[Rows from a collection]

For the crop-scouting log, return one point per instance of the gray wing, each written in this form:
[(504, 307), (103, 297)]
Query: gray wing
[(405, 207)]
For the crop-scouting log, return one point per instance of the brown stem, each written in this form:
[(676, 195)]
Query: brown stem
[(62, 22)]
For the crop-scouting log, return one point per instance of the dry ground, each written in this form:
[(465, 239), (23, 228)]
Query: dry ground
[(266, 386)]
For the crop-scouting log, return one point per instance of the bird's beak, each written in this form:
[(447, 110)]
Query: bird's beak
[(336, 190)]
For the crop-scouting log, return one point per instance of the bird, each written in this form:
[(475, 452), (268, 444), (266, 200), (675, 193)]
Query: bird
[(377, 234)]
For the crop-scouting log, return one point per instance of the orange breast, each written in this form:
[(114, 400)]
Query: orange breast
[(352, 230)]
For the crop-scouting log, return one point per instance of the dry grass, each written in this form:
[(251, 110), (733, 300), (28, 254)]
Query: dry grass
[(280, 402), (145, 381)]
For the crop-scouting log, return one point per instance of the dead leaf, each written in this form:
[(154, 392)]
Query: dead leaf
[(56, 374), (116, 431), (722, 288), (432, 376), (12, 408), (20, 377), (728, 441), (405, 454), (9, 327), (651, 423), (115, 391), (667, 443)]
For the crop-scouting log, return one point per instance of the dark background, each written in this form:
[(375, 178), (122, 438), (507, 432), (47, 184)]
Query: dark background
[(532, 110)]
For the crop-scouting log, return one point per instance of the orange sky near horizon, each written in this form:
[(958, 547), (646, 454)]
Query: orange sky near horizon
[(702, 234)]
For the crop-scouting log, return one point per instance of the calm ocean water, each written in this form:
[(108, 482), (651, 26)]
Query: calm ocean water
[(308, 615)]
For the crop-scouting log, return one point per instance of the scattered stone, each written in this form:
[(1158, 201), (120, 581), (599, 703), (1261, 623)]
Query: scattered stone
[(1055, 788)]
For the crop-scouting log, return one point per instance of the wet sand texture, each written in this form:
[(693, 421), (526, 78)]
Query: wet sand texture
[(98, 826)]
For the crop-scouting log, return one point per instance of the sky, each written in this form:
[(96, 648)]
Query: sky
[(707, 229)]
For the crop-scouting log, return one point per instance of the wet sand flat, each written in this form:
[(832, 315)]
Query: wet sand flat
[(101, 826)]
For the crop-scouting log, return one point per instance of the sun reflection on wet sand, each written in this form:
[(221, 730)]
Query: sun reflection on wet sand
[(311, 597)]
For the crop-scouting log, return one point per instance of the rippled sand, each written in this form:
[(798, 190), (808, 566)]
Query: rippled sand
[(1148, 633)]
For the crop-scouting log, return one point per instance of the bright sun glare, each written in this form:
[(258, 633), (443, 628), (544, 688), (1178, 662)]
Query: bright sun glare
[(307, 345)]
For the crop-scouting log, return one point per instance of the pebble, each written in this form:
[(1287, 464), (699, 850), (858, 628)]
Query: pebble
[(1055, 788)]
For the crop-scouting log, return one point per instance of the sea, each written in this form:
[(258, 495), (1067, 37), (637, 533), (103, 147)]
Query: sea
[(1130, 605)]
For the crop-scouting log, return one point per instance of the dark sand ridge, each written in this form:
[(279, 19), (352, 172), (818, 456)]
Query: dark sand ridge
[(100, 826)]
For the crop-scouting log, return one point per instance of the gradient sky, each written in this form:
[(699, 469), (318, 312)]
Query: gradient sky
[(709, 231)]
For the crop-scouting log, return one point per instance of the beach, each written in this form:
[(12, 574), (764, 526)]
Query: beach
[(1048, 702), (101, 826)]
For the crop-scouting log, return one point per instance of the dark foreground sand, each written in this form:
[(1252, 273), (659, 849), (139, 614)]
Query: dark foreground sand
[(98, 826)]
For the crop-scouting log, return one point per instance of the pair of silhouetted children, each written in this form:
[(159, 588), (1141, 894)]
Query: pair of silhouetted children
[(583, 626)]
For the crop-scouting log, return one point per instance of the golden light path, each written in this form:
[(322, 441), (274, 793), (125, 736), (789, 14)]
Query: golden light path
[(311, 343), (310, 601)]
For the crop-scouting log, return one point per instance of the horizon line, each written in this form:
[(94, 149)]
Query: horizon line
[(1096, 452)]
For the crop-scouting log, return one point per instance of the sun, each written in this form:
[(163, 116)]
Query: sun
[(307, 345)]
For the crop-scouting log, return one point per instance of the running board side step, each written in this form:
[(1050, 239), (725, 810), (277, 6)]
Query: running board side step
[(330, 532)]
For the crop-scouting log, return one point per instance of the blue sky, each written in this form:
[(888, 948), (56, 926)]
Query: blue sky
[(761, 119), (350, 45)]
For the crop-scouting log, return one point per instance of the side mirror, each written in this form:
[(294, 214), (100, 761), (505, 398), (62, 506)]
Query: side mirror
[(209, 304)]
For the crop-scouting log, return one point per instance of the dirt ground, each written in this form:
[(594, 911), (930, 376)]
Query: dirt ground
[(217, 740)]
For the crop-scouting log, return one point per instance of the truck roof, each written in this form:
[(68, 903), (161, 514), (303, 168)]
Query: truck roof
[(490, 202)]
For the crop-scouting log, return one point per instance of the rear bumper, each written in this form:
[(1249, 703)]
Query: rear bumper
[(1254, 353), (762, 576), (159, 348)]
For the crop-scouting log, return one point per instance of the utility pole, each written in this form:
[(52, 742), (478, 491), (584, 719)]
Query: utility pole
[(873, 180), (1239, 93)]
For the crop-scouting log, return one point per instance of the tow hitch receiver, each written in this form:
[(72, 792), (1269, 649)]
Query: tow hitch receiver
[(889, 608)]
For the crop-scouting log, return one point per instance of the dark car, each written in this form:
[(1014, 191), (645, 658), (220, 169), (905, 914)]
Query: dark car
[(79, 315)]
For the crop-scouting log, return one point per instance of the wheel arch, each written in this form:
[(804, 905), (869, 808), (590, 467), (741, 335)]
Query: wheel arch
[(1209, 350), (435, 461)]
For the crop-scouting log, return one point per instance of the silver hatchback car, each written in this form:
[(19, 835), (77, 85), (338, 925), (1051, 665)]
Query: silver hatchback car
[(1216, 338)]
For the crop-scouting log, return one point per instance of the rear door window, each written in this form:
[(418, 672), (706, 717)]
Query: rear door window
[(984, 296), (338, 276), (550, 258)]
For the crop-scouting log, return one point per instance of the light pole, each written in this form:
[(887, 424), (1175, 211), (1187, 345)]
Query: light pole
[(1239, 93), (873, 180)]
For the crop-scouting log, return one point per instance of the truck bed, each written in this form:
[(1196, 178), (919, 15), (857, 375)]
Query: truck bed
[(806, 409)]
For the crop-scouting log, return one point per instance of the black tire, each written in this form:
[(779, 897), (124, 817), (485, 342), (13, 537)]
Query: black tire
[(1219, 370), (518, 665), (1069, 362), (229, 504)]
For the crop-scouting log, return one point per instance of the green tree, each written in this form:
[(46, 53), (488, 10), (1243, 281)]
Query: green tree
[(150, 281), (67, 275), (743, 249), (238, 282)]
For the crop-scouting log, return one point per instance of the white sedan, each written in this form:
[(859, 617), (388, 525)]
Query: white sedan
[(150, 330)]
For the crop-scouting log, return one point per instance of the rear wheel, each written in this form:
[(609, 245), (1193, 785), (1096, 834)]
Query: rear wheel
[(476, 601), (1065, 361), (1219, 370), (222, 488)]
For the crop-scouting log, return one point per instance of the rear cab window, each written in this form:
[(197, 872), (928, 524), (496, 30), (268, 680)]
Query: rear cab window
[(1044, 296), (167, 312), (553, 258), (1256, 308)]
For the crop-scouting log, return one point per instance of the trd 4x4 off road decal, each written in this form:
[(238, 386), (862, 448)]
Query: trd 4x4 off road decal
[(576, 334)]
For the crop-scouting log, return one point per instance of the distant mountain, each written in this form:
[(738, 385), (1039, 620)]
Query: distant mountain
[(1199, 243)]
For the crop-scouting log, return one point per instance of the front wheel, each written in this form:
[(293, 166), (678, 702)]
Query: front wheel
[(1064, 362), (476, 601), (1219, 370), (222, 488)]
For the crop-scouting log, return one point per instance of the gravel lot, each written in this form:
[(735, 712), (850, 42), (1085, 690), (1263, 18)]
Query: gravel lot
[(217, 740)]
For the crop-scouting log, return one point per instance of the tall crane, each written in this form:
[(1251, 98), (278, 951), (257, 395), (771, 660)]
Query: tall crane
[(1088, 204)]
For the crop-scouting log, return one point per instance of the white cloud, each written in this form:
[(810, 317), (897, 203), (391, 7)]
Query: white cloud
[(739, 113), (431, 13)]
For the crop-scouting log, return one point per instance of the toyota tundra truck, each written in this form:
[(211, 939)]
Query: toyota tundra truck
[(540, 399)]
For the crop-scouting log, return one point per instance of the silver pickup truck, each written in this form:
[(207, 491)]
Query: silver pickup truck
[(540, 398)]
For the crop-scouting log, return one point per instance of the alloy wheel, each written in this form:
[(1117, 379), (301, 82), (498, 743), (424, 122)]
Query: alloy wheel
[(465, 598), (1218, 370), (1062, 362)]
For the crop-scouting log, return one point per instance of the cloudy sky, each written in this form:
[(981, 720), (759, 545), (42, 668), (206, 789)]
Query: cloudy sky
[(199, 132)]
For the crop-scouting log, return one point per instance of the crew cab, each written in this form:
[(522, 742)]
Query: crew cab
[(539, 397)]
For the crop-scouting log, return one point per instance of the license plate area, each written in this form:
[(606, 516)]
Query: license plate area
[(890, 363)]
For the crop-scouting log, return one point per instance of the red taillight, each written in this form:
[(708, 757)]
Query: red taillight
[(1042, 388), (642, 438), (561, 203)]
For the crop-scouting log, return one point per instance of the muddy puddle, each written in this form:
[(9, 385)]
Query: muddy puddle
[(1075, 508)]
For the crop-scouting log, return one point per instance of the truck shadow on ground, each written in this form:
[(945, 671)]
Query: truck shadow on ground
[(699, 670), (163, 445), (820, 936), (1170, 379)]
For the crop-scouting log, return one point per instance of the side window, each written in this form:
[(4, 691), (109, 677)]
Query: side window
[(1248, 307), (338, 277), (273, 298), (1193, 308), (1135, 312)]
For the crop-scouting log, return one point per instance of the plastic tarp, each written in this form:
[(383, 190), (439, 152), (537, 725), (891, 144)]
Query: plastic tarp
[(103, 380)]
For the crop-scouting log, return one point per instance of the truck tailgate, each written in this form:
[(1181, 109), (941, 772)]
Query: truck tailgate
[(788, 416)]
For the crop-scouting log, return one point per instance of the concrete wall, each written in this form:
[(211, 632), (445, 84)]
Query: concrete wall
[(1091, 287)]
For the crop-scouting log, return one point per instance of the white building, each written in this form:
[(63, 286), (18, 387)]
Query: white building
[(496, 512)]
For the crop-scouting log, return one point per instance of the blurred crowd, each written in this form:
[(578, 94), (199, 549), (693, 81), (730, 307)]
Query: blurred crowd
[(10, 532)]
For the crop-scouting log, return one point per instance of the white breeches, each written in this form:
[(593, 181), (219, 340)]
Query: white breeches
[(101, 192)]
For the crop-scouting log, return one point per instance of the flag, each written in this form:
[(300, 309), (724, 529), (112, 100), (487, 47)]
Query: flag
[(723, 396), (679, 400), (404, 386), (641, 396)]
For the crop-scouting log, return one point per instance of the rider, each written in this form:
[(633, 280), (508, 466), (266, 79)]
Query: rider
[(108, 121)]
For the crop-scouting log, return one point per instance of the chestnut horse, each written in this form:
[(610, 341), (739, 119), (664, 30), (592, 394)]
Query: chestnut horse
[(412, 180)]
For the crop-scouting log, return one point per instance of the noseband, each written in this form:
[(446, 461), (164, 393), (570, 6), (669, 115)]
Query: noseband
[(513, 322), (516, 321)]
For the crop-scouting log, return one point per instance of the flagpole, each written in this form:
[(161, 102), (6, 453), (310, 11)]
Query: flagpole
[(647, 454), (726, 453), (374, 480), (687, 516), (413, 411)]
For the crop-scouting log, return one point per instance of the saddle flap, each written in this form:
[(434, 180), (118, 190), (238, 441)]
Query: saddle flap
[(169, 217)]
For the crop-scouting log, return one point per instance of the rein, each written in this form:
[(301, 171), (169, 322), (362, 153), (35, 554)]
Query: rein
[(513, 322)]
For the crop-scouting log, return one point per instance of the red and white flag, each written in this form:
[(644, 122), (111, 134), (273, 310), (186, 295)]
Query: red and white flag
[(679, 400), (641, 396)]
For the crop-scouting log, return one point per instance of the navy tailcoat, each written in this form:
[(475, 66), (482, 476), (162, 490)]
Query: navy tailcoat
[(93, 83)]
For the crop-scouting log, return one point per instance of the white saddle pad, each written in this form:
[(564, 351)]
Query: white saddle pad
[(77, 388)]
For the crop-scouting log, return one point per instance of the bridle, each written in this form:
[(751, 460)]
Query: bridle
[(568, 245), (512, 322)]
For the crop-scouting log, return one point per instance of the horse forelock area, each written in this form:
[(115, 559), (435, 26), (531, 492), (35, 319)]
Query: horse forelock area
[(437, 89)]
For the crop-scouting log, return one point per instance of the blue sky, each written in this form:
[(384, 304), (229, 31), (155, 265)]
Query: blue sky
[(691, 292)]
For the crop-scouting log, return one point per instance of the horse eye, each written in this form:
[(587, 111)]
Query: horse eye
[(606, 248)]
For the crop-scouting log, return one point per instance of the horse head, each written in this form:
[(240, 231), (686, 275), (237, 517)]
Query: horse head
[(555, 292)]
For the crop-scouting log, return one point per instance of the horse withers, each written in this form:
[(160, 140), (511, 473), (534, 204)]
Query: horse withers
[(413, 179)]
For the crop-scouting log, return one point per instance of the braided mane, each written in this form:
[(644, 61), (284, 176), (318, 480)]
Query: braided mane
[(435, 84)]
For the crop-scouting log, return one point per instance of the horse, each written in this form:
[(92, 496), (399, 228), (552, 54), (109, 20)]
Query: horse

**REQUEST**
Scale the rows from the first line up to and including the line with "[(280, 402), (145, 381)]" by rewriting every line, requests and their format samples unchanged. Multiply each point coordinate in the answers by 2.6 and round to the nearest whole number, with halves rounded up.

**SOLVED EXERCISE**
For the crop-scouting log, return one point per instance of the gray wing, each written in this form:
[(504, 307), (103, 297)]
Query: gray wing
[(1053, 538)]
For the crop-scouting log, return one point per instance of the brown stem, each written in this form:
[(676, 195)]
Query: brown stem
[(161, 57)]
For the crop-scouting log, return one point per instance of the dry ground, each written in this form:
[(465, 239), (23, 228)]
Query: dry ground
[(692, 1004)]
For the crop-scouting log, return one point per instance of the bird's beak, each written in this form:
[(447, 110)]
Query: bird's beak
[(874, 494)]
For the crop-scouting log, return one point per instance of the bird, each written in this form:
[(475, 452), (268, 444), (266, 200), (675, 193)]
Query: bird
[(980, 608)]
For the crop-scouting log, return one point per instance of the orange breast, each written in this form:
[(114, 400)]
Query: orange breast
[(915, 598)]
For the crop-scouting log, return one point per instance of the dry grass, each written in this form:
[(251, 110), (733, 300), (28, 254)]
Query: dry grass
[(728, 1045), (377, 991)]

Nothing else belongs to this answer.